作業指示
a) 乳がん体験の文章で、乳がんが見つかったのは何年か。
b) 乳がん体験の文章によると、治療が体へ与えるダメージを怖いと感じながらも治療を受け入れたのはなぜか。1～3文で説明せよ。
c) 乳がん体験の文章を、最後の文の後から書き進めよ。

そこで今回改めて、自己紹介もしつつ、なぜ、がん治療の情報サイトで「キレイ塾」なのか。これまでを振り返りながら連載の趣旨をお話ししたいと思います。
私はフリーランスの美容ジャーナリストで、乳がんサバイバーです。2005年に乳がんが見つかり、右乳房全摘出、乳房再建、抗がん薬、分子標的薬、ホルモン療法と6年間余り治療を受けました(詳しくは、がんサポート「私の生きる道」2008年5月号を参照)。
外見への視線が気になって 普通に過ごせないことが悲しかった
がんという病は怖いけれど、がん治療が体へ与えるダメージも怖かった。それでも命が最優先と、なんとか気持ちに折り合いをつけて治療を受け入れたのですが、そこへ脱毛という副作用による心のダメージ。

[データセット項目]
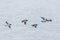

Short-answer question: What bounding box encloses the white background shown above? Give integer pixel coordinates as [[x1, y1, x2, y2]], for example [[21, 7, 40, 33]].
[[0, 0, 60, 40]]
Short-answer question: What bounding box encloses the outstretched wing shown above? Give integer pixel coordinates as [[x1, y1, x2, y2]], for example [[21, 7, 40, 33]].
[[41, 17, 46, 20]]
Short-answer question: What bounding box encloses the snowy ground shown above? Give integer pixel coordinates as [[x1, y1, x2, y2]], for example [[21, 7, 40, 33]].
[[0, 0, 60, 40]]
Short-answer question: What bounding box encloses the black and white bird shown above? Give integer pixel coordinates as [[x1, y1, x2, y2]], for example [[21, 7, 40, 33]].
[[21, 19, 28, 25], [41, 17, 52, 22], [32, 24, 38, 28], [5, 21, 12, 28]]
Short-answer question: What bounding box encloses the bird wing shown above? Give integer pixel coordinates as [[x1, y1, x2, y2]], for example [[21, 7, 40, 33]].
[[41, 17, 46, 20]]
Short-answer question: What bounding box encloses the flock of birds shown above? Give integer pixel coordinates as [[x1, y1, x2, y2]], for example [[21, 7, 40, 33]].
[[5, 17, 52, 28]]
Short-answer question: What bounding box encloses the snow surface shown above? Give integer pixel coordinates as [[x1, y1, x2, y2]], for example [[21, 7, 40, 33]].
[[0, 0, 60, 40]]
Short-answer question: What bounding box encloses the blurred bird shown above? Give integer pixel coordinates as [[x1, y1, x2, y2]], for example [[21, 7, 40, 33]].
[[22, 20, 28, 25], [41, 17, 52, 22], [5, 21, 12, 28], [32, 24, 38, 28]]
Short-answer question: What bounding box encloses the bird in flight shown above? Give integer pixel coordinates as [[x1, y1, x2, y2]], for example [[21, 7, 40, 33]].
[[21, 19, 28, 25], [5, 21, 12, 28], [41, 17, 52, 22], [32, 24, 38, 28]]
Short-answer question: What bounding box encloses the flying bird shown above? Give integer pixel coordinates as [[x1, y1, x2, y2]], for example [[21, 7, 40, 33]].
[[5, 21, 12, 28], [32, 24, 38, 28], [41, 17, 52, 22], [22, 20, 28, 25]]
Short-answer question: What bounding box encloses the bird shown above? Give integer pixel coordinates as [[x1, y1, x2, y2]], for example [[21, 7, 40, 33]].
[[21, 19, 28, 25], [41, 17, 46, 20], [41, 17, 52, 22], [32, 24, 38, 28], [5, 21, 12, 28]]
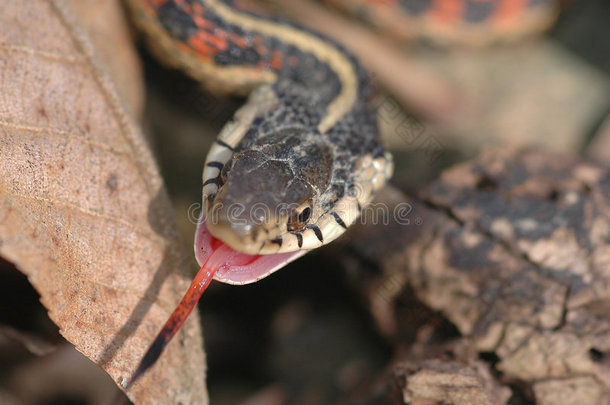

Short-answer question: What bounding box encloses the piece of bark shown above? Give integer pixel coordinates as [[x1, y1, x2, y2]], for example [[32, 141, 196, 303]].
[[0, 0, 207, 404], [395, 360, 510, 405], [344, 148, 610, 404]]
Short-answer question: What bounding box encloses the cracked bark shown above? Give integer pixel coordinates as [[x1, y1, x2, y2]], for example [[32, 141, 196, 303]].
[[340, 150, 610, 404]]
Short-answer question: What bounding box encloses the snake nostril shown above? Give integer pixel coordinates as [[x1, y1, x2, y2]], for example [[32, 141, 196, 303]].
[[286, 207, 311, 232]]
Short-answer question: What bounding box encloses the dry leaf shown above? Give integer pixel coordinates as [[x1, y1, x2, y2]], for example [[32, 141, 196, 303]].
[[0, 0, 207, 404]]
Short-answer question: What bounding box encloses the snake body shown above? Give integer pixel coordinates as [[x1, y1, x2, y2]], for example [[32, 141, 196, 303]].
[[324, 0, 558, 46], [128, 0, 392, 254], [120, 0, 550, 390]]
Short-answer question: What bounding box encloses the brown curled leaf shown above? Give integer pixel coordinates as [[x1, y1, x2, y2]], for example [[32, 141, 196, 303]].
[[0, 0, 207, 404]]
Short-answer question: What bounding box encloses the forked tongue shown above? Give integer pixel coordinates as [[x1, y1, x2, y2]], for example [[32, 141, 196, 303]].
[[125, 221, 307, 391], [125, 252, 222, 391]]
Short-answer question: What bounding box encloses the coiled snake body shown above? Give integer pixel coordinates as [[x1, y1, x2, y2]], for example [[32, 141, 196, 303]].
[[124, 0, 392, 254]]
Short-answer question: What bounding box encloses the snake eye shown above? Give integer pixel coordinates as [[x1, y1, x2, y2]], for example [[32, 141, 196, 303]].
[[286, 207, 311, 232], [218, 162, 231, 188]]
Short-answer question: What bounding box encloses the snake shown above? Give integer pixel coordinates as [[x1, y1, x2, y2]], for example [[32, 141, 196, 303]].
[[117, 0, 547, 390]]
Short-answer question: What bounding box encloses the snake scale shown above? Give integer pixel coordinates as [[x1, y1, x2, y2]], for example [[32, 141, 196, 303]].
[[117, 0, 550, 389]]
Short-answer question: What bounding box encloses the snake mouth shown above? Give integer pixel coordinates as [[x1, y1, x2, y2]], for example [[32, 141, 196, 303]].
[[194, 216, 309, 285]]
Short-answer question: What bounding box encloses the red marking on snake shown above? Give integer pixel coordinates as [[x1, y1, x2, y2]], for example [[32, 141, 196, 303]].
[[430, 0, 464, 23]]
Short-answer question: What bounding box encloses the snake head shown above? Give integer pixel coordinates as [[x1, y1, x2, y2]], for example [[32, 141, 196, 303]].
[[206, 130, 333, 254]]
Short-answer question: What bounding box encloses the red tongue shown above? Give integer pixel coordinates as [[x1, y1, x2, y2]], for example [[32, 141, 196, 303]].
[[195, 215, 308, 284]]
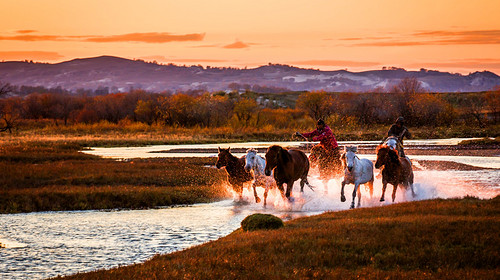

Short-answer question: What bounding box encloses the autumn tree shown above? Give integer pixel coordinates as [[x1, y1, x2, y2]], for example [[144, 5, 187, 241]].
[[485, 86, 500, 124], [233, 98, 259, 126], [296, 91, 332, 120], [0, 82, 19, 133]]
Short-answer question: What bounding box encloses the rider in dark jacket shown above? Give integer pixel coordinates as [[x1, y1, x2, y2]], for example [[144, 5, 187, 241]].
[[387, 117, 411, 145]]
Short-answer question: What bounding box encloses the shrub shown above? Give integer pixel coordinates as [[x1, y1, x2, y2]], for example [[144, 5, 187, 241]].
[[241, 214, 283, 231]]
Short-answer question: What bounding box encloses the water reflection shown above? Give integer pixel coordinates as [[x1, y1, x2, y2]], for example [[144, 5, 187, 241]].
[[0, 140, 500, 279]]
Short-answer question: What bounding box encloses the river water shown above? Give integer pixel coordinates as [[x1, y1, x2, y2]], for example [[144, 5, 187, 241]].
[[0, 139, 500, 280]]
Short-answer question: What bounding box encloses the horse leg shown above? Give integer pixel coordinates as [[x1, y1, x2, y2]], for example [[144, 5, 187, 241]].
[[264, 184, 269, 208], [351, 183, 361, 209], [392, 184, 398, 202], [366, 176, 373, 199], [358, 186, 361, 208], [323, 179, 330, 194], [380, 181, 387, 202], [340, 180, 346, 202], [286, 181, 292, 201], [252, 183, 260, 203], [409, 173, 417, 198], [276, 183, 286, 200]]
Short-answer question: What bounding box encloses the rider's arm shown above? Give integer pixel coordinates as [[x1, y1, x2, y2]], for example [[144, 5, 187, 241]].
[[404, 127, 411, 139], [302, 129, 319, 138]]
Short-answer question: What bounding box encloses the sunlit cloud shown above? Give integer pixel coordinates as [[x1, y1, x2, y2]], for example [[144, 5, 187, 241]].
[[291, 60, 381, 67], [0, 51, 64, 61], [0, 35, 63, 42], [408, 58, 500, 70], [0, 30, 205, 43], [352, 30, 500, 47], [141, 55, 229, 63], [16, 30, 37, 34], [223, 41, 250, 49], [85, 32, 205, 43]]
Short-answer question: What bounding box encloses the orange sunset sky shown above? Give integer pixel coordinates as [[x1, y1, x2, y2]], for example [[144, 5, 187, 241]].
[[0, 0, 500, 74]]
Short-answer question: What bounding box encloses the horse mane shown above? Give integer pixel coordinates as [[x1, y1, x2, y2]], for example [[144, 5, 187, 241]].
[[345, 146, 358, 153], [268, 145, 292, 163], [375, 144, 399, 157], [375, 144, 400, 164], [247, 148, 258, 154]]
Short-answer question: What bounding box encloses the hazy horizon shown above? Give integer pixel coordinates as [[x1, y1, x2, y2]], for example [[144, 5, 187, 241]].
[[0, 0, 500, 74]]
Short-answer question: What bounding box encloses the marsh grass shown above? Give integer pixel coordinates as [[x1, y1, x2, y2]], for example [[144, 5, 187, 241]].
[[52, 197, 500, 279], [0, 141, 229, 213]]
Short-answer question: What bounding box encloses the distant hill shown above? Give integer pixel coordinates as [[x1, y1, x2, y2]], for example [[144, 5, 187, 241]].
[[0, 56, 500, 92]]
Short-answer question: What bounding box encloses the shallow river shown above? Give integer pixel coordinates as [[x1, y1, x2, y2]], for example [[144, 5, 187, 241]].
[[0, 139, 500, 279]]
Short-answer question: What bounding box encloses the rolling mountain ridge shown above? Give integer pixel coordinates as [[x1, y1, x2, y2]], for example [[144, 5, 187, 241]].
[[0, 56, 500, 92]]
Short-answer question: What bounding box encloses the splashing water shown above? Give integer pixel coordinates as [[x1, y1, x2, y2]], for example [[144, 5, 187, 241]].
[[0, 148, 500, 280]]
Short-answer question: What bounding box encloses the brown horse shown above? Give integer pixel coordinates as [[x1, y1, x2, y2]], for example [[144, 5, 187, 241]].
[[215, 148, 253, 200], [264, 145, 312, 201], [309, 145, 343, 193], [375, 145, 415, 202]]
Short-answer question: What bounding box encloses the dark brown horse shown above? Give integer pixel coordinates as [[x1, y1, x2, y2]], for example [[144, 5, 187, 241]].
[[309, 145, 344, 193], [264, 145, 312, 200], [375, 145, 415, 202], [215, 148, 253, 200]]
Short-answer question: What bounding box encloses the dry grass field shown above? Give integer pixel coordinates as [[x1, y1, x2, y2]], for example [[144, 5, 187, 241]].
[[51, 197, 500, 280]]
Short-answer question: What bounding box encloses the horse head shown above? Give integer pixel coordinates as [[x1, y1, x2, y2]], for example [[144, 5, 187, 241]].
[[215, 147, 233, 169], [245, 149, 257, 172], [342, 146, 358, 172], [264, 145, 289, 176]]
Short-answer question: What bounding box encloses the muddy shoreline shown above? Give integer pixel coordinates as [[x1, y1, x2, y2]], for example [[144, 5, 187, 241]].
[[152, 145, 500, 157]]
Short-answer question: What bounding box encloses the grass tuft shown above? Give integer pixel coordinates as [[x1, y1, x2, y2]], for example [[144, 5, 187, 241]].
[[241, 213, 284, 231]]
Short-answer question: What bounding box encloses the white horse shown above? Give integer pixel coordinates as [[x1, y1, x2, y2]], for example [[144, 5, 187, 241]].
[[245, 149, 276, 207], [340, 146, 374, 209]]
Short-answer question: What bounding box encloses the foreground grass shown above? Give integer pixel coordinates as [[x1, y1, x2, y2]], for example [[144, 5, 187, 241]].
[[0, 141, 228, 213], [0, 120, 500, 147], [52, 197, 500, 279]]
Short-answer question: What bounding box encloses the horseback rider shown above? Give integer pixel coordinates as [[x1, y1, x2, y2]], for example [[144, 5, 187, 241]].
[[387, 117, 411, 145], [295, 119, 340, 164], [381, 117, 411, 157]]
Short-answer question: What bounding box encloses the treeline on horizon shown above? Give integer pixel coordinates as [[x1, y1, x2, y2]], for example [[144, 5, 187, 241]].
[[0, 78, 500, 131]]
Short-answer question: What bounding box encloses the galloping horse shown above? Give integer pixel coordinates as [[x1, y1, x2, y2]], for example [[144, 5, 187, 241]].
[[309, 145, 342, 193], [215, 148, 253, 200], [340, 146, 374, 209], [265, 145, 312, 201], [245, 149, 276, 207], [375, 145, 415, 202], [383, 136, 405, 157]]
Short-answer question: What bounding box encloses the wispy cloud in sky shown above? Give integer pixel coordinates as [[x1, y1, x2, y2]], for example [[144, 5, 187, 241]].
[[223, 41, 250, 49], [85, 32, 205, 43], [291, 60, 381, 67], [0, 30, 205, 43], [16, 30, 37, 34], [141, 55, 229, 63], [0, 51, 64, 60], [350, 30, 500, 47]]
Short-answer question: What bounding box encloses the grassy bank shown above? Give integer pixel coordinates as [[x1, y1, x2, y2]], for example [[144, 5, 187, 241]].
[[0, 141, 228, 213], [0, 122, 500, 147], [52, 197, 500, 279]]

作業の解答
a) 2005年です。

b) 命が最優先だと考え、なんとか気持ちに折り合いをつけたからです。

c)
胸を失うことも悲しかったけれど、たとえ期間限定でも首から上が別人のように激変することが、直近の一番の恐怖でした。周りの人は私をどんな風に思うだろう。可哀想とか怖いとか思われるんだろうな……どっちも嫌だなと。
体がつらいときは病人でも、体調のいい日は「普通の人」として普通に生活してやる!と意気込んではみたけれど、家の外では人の視線を気にしながら生活をすることになるのかと思うと、情けないやら悲しいやら。外見が心を萎えさせてしまうのです。
ですから、自然なウィッグやオシャレに見える帽子を手にしたときに、大丈夫だ!と思えました。眉毛やまつ毛が抜け、顔がくすんでも、メイクでリカバリーし「普通の人」に見えたときに、これで本当に大丈夫だと思えました。同時に、自分の中にムクムクと力が湧いてきて、また前を向くことができました。
外見をキレイにできれば 心も強く、清々しくいられる
外見と心がこんなに密接だとは、がんになるまで知りませんでした。もしもずっと入院していたならば、外見のことをそこまで気にしなかったかもしれませんが、治療の多くが通院で行われる乳がん患者にとって、社会に対して外見は大きな問題になってくるということも身をもって知りました。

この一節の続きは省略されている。